DIRECTIVE -
Reproduce the records below exactly as they appear.

— START OF DATA SHOWN —

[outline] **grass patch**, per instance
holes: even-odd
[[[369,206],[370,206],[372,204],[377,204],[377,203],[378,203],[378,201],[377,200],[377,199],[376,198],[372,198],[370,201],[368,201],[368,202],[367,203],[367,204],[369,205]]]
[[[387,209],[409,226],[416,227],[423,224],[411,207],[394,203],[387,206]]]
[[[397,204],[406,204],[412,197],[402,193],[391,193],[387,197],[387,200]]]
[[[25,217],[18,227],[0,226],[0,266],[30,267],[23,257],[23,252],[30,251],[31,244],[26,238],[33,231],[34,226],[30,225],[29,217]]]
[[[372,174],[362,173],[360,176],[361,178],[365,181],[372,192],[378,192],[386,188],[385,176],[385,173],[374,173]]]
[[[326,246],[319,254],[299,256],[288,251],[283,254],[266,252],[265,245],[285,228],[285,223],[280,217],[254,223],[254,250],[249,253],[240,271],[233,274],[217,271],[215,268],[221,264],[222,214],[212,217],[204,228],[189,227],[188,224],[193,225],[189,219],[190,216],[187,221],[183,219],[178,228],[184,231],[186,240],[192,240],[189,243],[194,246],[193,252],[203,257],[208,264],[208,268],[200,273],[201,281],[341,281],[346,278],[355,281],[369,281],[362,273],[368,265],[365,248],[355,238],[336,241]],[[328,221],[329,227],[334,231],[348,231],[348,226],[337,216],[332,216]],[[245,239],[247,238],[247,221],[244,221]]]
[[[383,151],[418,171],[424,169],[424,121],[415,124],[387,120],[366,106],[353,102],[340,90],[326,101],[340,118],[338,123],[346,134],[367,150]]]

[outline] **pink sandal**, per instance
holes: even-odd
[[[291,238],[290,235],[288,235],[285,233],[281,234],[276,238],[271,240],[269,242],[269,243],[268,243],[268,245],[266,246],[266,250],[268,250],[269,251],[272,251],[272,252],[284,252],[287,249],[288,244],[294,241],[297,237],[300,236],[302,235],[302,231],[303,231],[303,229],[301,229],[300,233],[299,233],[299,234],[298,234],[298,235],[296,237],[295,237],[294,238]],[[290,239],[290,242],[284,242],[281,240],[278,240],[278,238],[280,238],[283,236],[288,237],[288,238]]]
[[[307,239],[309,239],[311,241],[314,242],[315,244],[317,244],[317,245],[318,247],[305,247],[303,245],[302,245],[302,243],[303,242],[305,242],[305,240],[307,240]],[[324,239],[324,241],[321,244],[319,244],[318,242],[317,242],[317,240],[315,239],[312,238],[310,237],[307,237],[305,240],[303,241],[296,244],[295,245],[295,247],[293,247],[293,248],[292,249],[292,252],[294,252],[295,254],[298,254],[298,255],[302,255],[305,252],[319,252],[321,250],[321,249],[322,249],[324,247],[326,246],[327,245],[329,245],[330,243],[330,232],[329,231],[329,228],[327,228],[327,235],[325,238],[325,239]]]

— END OF DATA SHOWN —

WRITTEN RESPONSE -
[outline] **grass patch**, per instance
holes: even-odd
[[[369,206],[370,206],[372,204],[377,204],[377,203],[378,203],[378,201],[377,200],[377,199],[376,198],[372,198],[370,201],[368,201],[368,202],[367,203],[367,204],[369,205]]]
[[[387,209],[409,226],[416,227],[423,224],[411,207],[394,203],[387,206]]]
[[[397,204],[406,204],[412,197],[402,193],[391,193],[387,197],[387,200]]]
[[[25,217],[18,227],[0,226],[0,266],[30,267],[23,257],[23,252],[30,251],[31,244],[26,238],[33,231],[34,226],[30,225],[29,217]]]
[[[372,174],[362,173],[360,176],[361,178],[365,181],[372,192],[378,192],[386,188],[385,176],[385,173],[374,173]]]
[[[326,246],[319,254],[299,256],[288,251],[283,254],[266,252],[265,245],[285,228],[285,223],[280,217],[254,223],[254,250],[249,253],[240,271],[233,274],[217,271],[215,268],[221,264],[222,214],[212,217],[204,228],[189,227],[188,224],[193,225],[189,219],[190,216],[187,221],[183,219],[178,228],[184,231],[186,240],[192,240],[189,243],[194,246],[193,252],[203,257],[208,264],[208,268],[200,273],[201,281],[341,281],[346,278],[355,281],[369,281],[362,273],[368,265],[365,248],[355,238],[336,241]],[[328,221],[329,227],[334,231],[348,231],[348,226],[337,216],[332,216]],[[245,239],[247,238],[247,221],[244,221]]]
[[[383,151],[418,171],[424,169],[424,121],[415,124],[387,120],[366,106],[353,102],[340,90],[326,101],[340,118],[338,123],[346,134],[367,150]]]

[outline] **pink sandal**, per instance
holes: even-odd
[[[291,238],[290,235],[288,235],[285,233],[281,234],[276,238],[271,240],[269,242],[269,243],[268,243],[268,245],[266,246],[266,250],[268,250],[269,251],[272,251],[272,252],[284,252],[287,249],[288,244],[294,241],[297,237],[300,236],[302,235],[302,231],[303,231],[303,229],[301,229],[300,233],[299,233],[299,234],[298,234],[298,235],[296,237],[295,237],[294,238]],[[290,239],[290,242],[284,242],[281,240],[278,240],[278,238],[280,238],[283,236],[288,237],[288,238]]]
[[[307,239],[309,239],[311,241],[314,242],[315,244],[317,244],[317,245],[318,247],[305,247],[303,245],[302,245],[302,243],[303,242],[305,242],[305,240],[307,240]],[[324,239],[324,241],[321,244],[319,244],[318,242],[317,242],[317,240],[315,239],[312,238],[310,237],[307,237],[305,240],[303,241],[296,244],[295,245],[295,247],[293,247],[293,248],[292,249],[292,252],[294,252],[295,254],[298,254],[298,255],[302,255],[305,252],[319,252],[321,250],[321,249],[322,249],[324,247],[326,246],[327,245],[329,245],[330,243],[330,232],[329,231],[329,228],[327,228],[327,235],[325,238],[325,239]]]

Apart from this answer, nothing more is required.